GOAL: Copy out all the lines exactly. Omit pictures.

[Entries from a point annotation set]
----

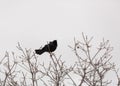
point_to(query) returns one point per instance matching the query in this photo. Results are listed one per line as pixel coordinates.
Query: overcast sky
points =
(34, 22)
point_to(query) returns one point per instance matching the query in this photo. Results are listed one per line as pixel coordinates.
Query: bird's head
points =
(55, 42)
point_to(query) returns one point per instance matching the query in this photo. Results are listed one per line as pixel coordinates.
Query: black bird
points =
(47, 48)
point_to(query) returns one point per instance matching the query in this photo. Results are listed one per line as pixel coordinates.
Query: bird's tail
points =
(39, 51)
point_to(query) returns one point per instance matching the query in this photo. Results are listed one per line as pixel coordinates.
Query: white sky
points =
(34, 22)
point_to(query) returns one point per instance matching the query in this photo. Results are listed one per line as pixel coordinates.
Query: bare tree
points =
(92, 66)
(90, 69)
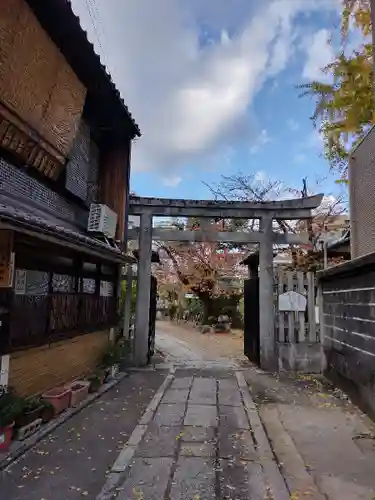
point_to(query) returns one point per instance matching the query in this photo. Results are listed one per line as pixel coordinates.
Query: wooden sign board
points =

----

RESPONSE TO THIS EXERCISE:
point_to(query) returns one point per instance matching the query in this photo. Results are listed one per line as pixel coordinates.
Query: overcast sky
points =
(34, 22)
point_to(query) returns one point per instance matching the query in this photo. Results are listed one per line as pixel coordinates.
Query: bird's head
points =
(55, 42)
point_to(query) returns one point per instance matching the query in this photo. Results are listed one per line as pixel coordinates.
Query: black bird
points =
(47, 48)
point_to(query) returns one point per instance matching the query in this photo. Results are listed one per line as pixel coordinates.
Query: bird's tail
points =
(39, 51)
point_to(query) returns one point per instance matching the query in this photo. Results are listed one per line as pixel coordinates.
Query: white sky
points =
(34, 22)
point_to(query) returns one point per instance matching the query in this photo. Results are listed one per line as pixel coordinates.
Query: bare tree
points =
(92, 66)
(90, 69)
point_to(query) returns one point per instance matching the query in this photo. Results are listed one per line as pixel coordinates.
Query: wooden sign board
points =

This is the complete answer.